→ **给定各行**

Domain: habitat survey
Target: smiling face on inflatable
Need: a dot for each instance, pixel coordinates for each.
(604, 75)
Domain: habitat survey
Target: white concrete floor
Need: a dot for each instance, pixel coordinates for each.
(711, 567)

→ **问题陈述**
把上方所有行转换为编号列表，空行略去不列。

→ **输出结果**
1. Domain: habitat survey
2. Target: smiling face on inflatable
3. Need: a dot for each instance, pixel coordinates for each.
4. (604, 75)
5. Domain: habitat survey
6. Target: white concrete floor
7. Need: a dot for each instance, pixel coordinates for each.
8. (711, 567)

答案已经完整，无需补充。